## START INPUT
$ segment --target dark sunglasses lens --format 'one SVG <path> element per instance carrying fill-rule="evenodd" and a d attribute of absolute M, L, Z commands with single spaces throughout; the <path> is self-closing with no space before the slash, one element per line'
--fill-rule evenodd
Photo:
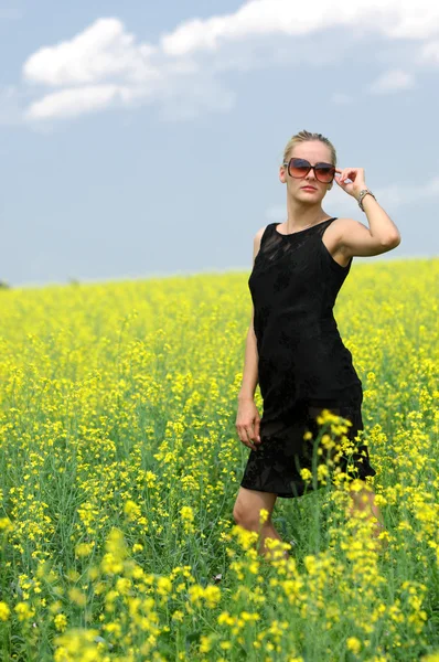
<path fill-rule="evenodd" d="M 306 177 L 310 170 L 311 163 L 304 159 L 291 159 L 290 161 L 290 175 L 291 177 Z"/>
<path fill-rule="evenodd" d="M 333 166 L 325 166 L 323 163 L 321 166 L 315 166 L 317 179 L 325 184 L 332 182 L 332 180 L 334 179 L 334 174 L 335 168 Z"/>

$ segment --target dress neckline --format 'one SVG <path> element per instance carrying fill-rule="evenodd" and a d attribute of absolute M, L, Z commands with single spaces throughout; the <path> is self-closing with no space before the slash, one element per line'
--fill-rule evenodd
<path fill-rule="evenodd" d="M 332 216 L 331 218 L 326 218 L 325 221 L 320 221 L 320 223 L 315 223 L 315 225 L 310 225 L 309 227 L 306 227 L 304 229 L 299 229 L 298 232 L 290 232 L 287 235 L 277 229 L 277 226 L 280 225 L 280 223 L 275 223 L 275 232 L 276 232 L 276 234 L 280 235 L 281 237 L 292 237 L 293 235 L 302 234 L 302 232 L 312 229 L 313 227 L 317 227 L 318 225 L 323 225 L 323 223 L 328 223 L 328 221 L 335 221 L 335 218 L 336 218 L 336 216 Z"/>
## END INPUT
TASK INSTRUCTIONS —
Write out every line of the data above word for word, but leave out the pictures.

EXERCISE SOLUTION —
$ segment --target dark sunglasses lens --format 'one SVG <path> element per instance carrying fill-rule="evenodd" and a d attribute of absolute M, L, Z commands with single spaces throughout; the <path> is self-closing with no space before the slash, one element per line'
--fill-rule evenodd
Photo:
<path fill-rule="evenodd" d="M 306 177 L 310 170 L 311 163 L 304 159 L 291 159 L 290 161 L 290 175 L 291 177 Z"/>
<path fill-rule="evenodd" d="M 333 166 L 325 166 L 323 163 L 321 166 L 315 166 L 317 179 L 325 184 L 332 182 L 332 180 L 334 179 L 334 174 L 335 168 Z"/>

$ segment --target dress neckline --format 'one SVG <path> element per instance carrying fill-rule="evenodd" and a d attribute of absolute M, L, Z commands with single spaces throughout; the <path> is self-closing with no space before the slash, one element per line'
--fill-rule evenodd
<path fill-rule="evenodd" d="M 332 216 L 331 218 L 326 218 L 325 221 L 320 221 L 320 223 L 315 223 L 315 225 L 310 225 L 309 227 L 306 227 L 304 229 L 299 229 L 298 232 L 290 232 L 287 235 L 277 229 L 277 226 L 280 225 L 280 223 L 275 223 L 275 232 L 276 232 L 276 234 L 280 235 L 281 237 L 292 237 L 293 235 L 302 234 L 302 232 L 312 229 L 313 227 L 317 227 L 318 225 L 323 225 L 323 223 L 328 223 L 328 221 L 335 221 L 335 218 L 336 218 L 336 216 Z"/>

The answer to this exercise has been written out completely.